**SHORT EXERCISE:** Can you find every line in the records below that contains the string "hazy", with case counting, and copy each of those lines out in full?

**DATA SUPPLIED:**
══════════

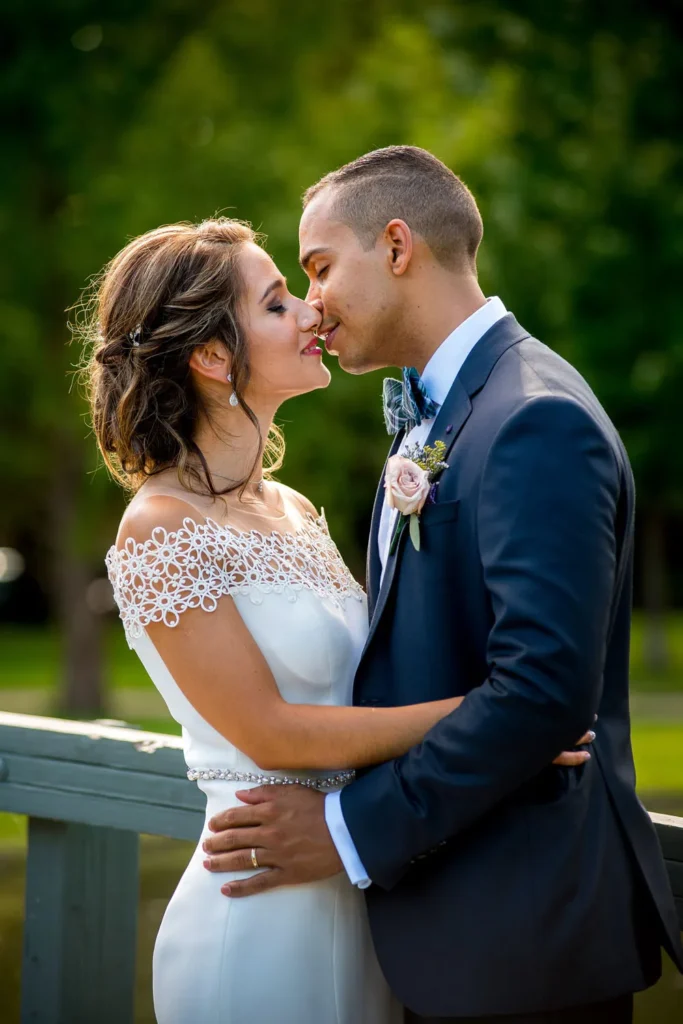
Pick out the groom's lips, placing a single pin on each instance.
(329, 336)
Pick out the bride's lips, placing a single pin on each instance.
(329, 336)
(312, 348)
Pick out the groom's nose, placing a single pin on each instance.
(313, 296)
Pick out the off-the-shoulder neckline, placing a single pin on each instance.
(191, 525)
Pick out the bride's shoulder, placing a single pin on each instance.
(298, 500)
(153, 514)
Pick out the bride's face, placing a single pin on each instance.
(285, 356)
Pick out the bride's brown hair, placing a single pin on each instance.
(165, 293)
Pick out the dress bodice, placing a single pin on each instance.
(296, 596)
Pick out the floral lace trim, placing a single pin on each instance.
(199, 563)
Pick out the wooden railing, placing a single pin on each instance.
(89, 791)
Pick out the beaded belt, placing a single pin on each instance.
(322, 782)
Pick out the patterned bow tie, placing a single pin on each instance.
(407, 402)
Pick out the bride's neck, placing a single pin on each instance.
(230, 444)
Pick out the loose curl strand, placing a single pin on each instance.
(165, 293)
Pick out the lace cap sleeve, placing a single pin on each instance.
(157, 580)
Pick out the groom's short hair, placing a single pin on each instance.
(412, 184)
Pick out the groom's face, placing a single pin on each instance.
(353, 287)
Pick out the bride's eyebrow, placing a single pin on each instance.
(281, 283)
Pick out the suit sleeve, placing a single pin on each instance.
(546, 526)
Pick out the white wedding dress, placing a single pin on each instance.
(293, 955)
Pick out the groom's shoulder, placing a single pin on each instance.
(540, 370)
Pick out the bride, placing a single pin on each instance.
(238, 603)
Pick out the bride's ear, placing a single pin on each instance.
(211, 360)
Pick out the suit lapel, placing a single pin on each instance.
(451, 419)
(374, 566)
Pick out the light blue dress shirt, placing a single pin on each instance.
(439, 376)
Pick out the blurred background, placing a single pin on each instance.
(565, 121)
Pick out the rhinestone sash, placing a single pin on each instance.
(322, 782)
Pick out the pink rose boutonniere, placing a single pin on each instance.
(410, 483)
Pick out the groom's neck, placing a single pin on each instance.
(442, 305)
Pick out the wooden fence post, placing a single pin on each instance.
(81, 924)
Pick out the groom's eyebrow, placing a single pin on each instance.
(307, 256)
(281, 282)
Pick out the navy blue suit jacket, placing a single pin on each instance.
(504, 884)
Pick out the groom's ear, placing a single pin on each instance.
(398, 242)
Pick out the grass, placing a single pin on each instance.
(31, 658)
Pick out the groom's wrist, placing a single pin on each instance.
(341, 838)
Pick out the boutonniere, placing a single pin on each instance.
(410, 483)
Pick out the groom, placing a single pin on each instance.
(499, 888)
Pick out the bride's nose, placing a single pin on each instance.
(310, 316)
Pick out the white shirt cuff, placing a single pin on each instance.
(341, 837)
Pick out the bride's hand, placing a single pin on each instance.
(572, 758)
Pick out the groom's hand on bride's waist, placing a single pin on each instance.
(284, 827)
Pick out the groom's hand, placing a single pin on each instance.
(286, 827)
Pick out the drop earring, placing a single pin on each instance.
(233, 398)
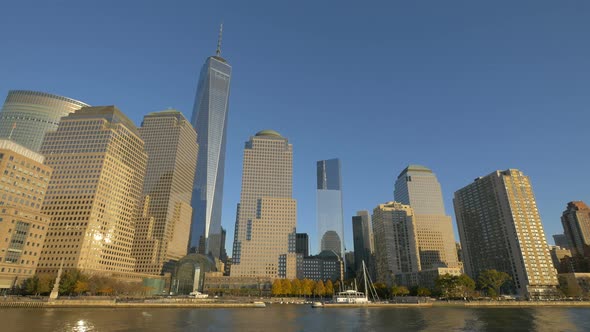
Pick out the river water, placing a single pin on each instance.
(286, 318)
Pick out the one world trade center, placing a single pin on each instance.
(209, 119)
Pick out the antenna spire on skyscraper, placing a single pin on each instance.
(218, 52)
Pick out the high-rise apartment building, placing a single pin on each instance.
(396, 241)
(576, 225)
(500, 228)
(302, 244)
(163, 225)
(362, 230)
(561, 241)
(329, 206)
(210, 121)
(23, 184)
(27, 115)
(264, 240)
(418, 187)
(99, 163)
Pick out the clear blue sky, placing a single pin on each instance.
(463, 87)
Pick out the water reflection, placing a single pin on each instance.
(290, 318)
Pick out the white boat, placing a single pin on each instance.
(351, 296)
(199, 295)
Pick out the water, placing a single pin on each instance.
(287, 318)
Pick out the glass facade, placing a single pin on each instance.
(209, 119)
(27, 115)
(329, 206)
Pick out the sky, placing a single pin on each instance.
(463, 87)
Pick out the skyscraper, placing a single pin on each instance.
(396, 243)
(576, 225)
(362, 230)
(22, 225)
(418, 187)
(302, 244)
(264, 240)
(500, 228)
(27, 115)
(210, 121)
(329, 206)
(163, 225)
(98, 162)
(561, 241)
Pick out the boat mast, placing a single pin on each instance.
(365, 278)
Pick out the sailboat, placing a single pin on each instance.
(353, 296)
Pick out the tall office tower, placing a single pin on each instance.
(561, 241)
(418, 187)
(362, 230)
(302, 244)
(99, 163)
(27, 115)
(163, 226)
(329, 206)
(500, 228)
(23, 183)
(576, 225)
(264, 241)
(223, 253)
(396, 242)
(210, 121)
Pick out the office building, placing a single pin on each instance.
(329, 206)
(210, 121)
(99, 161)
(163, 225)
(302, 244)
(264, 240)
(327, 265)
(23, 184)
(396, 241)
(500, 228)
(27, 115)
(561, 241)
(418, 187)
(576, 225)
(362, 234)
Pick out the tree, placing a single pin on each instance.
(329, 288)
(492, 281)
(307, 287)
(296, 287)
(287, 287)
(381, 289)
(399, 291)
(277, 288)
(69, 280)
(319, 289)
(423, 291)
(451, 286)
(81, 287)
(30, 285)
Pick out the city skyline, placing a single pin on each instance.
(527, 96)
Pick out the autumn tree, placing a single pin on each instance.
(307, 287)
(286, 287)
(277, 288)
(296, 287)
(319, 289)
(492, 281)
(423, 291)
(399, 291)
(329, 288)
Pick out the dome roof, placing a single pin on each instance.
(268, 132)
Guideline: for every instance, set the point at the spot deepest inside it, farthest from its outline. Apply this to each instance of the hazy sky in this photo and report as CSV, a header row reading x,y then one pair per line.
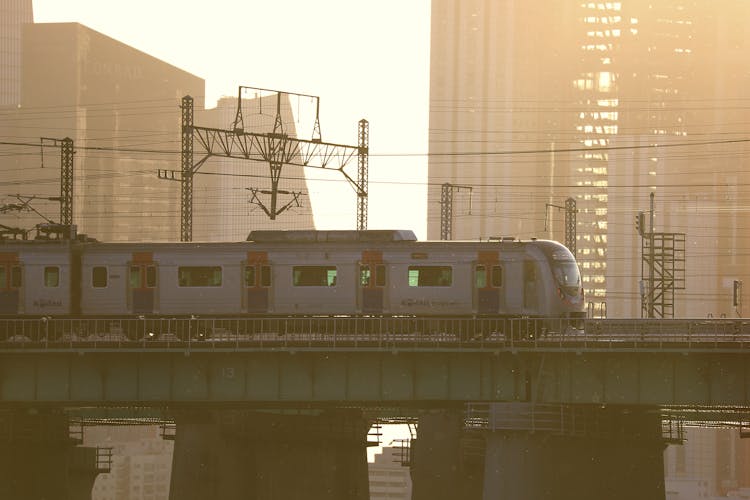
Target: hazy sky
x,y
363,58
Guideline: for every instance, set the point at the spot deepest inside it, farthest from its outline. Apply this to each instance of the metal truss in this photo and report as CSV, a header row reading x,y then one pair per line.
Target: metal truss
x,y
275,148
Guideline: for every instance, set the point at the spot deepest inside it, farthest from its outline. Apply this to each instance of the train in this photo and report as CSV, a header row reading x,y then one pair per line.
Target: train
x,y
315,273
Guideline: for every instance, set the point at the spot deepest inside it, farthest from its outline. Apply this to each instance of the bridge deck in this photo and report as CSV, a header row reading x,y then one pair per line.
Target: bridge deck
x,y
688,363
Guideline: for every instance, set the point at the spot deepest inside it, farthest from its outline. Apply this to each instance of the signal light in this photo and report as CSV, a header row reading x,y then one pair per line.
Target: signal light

══════════

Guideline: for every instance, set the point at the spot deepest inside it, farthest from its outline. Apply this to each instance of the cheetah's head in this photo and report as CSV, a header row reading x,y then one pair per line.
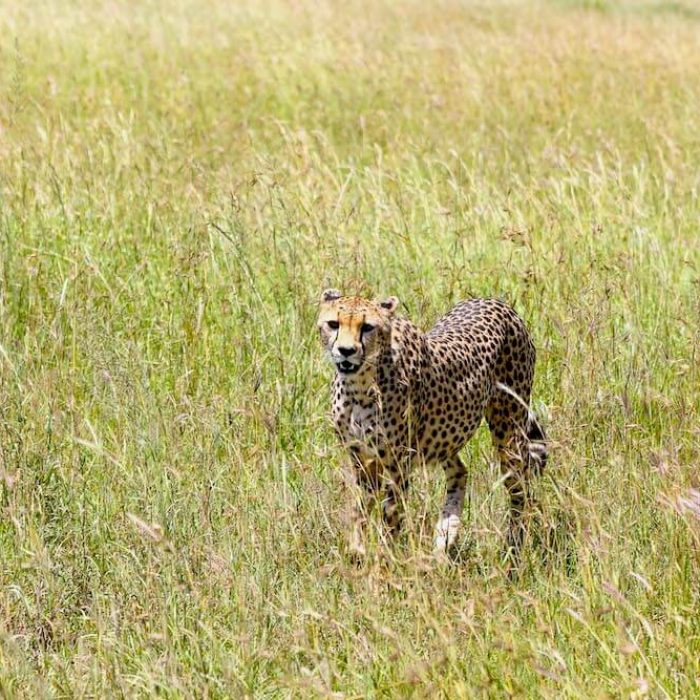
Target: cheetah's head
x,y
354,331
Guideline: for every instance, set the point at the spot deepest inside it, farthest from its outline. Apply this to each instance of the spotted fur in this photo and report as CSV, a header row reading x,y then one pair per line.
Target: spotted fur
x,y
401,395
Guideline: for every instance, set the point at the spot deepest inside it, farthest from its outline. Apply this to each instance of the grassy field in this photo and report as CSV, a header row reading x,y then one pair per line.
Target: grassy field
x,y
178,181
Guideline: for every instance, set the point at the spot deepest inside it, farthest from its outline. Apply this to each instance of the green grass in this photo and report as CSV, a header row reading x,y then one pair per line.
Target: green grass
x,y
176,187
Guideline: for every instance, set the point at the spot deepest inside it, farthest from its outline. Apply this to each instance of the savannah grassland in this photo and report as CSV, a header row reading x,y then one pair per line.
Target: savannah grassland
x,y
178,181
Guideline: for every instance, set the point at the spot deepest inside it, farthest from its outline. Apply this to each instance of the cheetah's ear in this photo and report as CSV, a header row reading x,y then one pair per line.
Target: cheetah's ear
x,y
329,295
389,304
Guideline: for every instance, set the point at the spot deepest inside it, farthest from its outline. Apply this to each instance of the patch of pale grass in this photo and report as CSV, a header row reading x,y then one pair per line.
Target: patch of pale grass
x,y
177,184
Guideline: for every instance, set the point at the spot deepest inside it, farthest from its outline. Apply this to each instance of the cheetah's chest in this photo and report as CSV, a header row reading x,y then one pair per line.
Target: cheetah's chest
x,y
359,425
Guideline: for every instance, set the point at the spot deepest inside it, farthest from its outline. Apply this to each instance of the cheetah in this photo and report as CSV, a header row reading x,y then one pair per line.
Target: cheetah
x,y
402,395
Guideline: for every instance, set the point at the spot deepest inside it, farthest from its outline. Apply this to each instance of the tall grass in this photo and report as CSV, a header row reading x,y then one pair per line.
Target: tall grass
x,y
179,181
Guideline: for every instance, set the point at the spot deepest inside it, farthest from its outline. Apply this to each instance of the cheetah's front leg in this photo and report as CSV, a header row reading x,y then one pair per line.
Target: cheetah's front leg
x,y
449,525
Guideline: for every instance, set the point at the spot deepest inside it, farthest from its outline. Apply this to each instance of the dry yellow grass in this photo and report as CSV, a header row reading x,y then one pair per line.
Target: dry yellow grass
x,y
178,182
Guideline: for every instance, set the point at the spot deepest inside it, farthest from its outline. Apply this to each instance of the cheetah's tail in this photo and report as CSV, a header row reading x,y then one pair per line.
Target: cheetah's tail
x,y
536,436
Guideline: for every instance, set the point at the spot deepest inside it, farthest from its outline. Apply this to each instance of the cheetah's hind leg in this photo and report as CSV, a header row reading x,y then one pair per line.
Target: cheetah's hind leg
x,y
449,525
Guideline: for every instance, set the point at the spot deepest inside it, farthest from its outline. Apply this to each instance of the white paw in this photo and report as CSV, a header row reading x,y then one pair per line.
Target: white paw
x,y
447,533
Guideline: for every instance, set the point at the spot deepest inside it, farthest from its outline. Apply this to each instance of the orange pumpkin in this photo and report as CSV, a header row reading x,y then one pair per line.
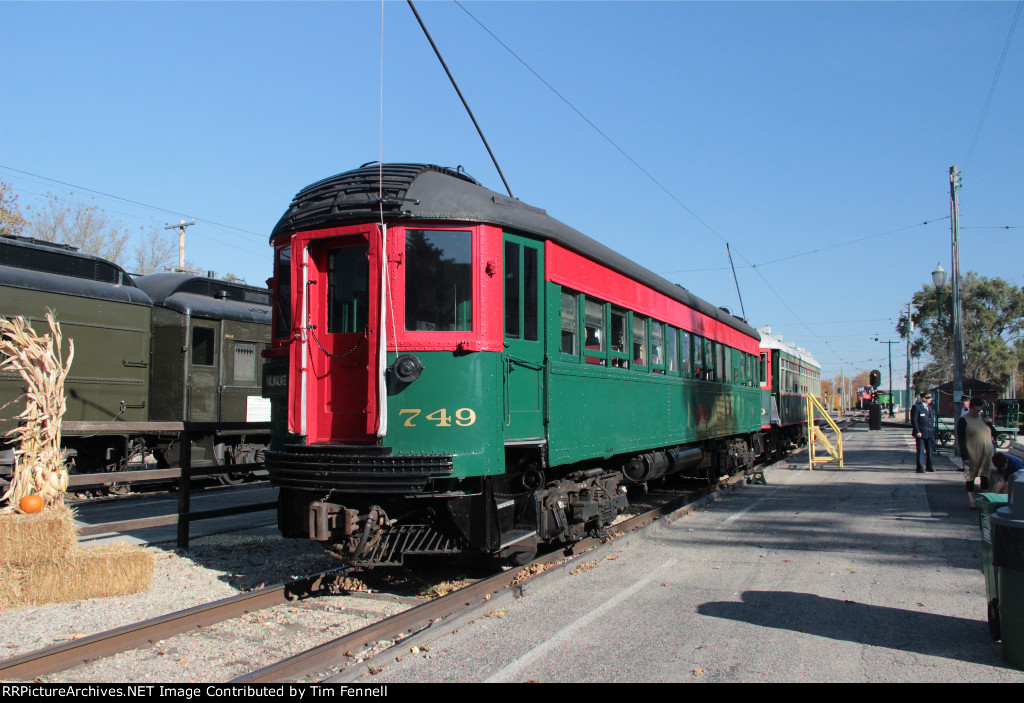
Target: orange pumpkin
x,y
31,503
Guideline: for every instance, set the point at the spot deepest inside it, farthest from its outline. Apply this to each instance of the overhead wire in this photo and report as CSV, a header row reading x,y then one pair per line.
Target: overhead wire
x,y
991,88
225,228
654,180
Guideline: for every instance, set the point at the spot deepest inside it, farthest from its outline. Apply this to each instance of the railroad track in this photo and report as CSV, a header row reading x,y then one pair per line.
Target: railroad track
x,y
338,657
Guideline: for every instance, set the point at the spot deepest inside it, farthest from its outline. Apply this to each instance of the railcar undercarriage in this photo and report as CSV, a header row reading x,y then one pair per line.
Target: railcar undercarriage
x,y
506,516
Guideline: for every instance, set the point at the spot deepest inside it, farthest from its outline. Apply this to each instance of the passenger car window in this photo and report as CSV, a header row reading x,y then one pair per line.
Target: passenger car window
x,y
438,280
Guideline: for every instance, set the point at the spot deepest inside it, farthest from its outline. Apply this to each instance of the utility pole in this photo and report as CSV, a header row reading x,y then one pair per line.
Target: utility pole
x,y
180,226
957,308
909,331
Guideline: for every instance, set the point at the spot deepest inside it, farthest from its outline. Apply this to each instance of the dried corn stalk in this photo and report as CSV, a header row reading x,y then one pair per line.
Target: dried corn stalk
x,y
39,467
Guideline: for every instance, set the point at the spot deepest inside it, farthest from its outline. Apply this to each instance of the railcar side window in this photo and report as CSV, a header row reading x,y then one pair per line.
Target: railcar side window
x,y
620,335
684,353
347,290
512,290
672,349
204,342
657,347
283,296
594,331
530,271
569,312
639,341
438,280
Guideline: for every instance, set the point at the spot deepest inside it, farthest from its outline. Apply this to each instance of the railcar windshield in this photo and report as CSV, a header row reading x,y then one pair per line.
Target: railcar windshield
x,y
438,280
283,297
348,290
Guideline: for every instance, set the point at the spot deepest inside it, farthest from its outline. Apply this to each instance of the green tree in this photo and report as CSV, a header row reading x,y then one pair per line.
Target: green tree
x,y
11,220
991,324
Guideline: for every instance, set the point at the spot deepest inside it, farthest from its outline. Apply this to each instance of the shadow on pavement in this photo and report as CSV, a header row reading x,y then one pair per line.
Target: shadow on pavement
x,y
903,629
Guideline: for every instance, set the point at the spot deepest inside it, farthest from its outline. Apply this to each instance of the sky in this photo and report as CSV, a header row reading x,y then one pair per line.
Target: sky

══════════

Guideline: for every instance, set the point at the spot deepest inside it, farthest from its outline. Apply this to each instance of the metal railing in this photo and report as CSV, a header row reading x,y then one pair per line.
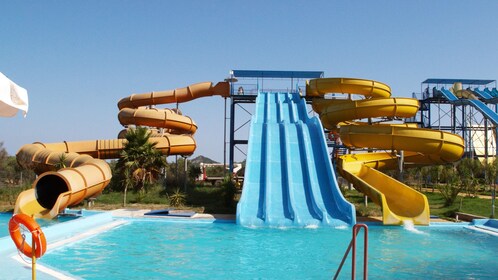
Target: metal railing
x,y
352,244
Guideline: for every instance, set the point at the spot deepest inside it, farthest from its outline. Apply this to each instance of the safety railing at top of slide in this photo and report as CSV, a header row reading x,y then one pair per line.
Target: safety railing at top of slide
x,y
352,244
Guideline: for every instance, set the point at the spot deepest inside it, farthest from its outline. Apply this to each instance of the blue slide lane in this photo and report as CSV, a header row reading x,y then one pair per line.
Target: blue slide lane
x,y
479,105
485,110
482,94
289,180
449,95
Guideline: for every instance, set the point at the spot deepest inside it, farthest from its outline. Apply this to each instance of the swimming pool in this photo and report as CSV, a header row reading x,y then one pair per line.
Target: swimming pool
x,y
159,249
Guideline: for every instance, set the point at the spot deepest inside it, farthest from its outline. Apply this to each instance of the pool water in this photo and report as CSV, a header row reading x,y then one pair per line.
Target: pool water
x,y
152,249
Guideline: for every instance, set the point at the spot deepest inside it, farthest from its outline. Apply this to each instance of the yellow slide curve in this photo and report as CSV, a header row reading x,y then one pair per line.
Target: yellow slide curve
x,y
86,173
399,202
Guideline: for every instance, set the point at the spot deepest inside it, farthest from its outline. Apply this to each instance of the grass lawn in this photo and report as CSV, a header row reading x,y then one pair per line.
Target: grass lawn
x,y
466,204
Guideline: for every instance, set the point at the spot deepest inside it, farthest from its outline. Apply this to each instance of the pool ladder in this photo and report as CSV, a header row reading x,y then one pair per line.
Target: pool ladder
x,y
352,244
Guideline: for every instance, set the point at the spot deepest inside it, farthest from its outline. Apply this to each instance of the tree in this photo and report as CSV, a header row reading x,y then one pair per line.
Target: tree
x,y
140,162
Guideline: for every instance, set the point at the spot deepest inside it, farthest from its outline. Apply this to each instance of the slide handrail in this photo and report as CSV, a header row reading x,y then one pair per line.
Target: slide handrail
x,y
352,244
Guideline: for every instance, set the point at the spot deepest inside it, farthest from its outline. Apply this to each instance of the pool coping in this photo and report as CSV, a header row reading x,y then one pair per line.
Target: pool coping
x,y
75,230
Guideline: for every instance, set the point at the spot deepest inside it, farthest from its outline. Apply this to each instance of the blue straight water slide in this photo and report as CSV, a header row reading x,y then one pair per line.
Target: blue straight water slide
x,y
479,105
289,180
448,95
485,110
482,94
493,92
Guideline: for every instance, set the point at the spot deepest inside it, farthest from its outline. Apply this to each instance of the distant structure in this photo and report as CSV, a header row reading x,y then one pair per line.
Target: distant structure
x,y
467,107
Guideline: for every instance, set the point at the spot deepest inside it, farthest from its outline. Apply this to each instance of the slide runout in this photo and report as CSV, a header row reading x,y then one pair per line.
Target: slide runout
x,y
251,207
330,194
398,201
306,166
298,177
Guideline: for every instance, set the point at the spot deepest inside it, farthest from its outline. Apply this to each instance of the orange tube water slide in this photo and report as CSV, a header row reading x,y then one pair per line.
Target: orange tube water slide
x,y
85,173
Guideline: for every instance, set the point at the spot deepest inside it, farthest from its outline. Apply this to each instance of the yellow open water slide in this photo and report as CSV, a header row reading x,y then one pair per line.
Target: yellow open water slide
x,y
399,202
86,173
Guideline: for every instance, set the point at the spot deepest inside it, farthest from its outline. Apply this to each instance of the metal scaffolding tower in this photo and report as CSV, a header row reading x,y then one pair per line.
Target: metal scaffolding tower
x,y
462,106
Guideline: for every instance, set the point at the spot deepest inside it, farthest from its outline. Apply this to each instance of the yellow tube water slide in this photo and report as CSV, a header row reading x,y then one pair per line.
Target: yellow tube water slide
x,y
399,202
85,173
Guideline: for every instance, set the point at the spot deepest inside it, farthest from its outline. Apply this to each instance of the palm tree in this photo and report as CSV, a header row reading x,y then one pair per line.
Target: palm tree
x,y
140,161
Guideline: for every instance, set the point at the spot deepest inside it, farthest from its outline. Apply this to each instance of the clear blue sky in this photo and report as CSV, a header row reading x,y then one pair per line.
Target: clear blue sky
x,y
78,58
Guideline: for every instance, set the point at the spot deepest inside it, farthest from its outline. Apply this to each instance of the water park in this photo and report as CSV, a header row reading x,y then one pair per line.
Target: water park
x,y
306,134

══════════

**RESULT OF THIS TASK:**
Guideline: for every instance, set the point at the spot deepest inside it, farthest from its outline. Apply this to each instance of the hazy sky in this photo and report as CSV, a header row reading x,y then one pair per line.
Target: hazy sky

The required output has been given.